▸ **REQUIRED WORK**: Pull out every line in the items below that contains the word "door", and copy each of those lines in full.

▸ **EXERCISE DATA**:
↓

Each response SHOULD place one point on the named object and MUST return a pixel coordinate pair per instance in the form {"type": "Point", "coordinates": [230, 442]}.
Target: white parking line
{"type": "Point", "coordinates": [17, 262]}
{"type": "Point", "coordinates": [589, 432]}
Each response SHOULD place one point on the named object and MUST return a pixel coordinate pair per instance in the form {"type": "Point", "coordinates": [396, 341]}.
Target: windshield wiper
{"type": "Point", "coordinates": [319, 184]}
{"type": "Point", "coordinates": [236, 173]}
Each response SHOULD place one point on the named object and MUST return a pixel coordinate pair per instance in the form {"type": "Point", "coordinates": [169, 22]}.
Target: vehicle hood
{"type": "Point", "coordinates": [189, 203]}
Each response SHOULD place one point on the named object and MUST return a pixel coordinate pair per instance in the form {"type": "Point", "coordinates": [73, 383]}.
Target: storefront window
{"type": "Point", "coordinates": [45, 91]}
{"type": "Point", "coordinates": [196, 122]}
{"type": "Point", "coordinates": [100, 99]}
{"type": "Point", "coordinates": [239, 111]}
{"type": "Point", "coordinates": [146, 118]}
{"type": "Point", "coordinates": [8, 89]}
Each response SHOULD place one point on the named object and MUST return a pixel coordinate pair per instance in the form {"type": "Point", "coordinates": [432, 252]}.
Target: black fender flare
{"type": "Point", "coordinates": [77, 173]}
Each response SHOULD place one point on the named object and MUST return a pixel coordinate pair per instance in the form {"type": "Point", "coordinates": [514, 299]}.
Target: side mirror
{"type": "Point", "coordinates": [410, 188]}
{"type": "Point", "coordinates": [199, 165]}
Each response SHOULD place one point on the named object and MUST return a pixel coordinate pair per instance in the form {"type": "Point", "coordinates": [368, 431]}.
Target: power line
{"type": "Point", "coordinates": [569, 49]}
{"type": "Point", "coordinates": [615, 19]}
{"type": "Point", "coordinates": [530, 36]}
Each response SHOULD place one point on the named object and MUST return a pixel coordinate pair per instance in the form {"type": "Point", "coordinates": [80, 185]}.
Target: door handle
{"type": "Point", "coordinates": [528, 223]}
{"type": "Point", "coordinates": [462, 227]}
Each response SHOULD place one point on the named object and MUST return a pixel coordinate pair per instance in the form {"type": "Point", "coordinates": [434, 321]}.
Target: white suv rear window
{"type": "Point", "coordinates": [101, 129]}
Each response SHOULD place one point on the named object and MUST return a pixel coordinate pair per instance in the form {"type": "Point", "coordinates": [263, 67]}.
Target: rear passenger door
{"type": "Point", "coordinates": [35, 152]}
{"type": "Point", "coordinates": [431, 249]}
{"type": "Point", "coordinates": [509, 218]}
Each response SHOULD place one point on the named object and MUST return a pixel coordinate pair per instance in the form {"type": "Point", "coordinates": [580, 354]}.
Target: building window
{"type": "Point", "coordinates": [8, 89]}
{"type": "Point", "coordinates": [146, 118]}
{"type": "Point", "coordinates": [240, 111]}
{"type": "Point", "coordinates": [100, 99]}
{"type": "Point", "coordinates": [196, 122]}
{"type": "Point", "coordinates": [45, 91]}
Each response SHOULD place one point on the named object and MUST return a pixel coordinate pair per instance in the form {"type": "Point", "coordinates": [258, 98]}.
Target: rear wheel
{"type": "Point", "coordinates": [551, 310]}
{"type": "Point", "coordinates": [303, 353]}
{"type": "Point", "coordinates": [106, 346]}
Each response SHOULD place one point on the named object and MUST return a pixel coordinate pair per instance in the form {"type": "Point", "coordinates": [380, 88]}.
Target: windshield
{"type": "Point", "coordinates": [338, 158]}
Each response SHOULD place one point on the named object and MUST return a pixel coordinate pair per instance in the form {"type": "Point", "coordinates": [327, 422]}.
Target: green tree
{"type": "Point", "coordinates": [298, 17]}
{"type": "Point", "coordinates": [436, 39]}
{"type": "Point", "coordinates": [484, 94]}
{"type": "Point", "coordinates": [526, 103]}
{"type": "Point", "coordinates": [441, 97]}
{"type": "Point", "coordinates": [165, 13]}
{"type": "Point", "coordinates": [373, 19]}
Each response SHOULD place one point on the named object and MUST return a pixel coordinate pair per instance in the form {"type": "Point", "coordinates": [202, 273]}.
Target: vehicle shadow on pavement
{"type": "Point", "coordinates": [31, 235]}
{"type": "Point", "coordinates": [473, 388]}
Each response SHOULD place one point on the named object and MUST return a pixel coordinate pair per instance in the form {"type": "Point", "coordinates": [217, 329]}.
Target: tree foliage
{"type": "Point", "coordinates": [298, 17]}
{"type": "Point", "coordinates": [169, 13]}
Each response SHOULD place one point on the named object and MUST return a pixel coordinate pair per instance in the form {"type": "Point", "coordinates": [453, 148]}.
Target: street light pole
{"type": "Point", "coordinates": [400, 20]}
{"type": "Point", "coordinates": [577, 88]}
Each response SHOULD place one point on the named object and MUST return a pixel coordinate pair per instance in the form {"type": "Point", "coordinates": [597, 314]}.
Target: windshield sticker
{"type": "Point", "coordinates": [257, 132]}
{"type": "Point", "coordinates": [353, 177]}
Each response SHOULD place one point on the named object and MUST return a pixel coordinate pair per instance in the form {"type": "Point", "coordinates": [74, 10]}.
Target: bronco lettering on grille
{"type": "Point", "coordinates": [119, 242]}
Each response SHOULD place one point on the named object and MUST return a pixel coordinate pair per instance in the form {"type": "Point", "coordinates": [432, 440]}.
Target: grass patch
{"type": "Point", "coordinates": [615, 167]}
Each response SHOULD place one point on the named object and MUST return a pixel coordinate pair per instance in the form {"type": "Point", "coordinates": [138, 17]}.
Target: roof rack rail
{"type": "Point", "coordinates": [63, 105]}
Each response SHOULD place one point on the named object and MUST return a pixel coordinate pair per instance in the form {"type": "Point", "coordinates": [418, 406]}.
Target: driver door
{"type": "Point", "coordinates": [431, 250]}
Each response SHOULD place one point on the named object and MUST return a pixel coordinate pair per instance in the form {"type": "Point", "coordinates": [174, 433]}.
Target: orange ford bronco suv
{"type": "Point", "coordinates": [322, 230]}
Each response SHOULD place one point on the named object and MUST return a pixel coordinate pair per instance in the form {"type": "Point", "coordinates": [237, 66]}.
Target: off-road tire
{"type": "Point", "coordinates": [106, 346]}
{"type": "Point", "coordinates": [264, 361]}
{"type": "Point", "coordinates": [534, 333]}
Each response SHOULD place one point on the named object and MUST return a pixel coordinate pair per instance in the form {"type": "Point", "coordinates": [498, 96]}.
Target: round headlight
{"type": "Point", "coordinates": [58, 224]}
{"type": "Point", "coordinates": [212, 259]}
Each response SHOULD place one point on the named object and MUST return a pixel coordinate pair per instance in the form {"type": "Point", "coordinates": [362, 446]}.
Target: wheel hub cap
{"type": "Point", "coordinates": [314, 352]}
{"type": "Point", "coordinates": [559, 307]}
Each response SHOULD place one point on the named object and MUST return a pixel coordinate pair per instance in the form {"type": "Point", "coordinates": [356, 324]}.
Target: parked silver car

↑

▸ **FULL OUTPUT**:
Target: door handle
Target: rear passenger door
Target: driver door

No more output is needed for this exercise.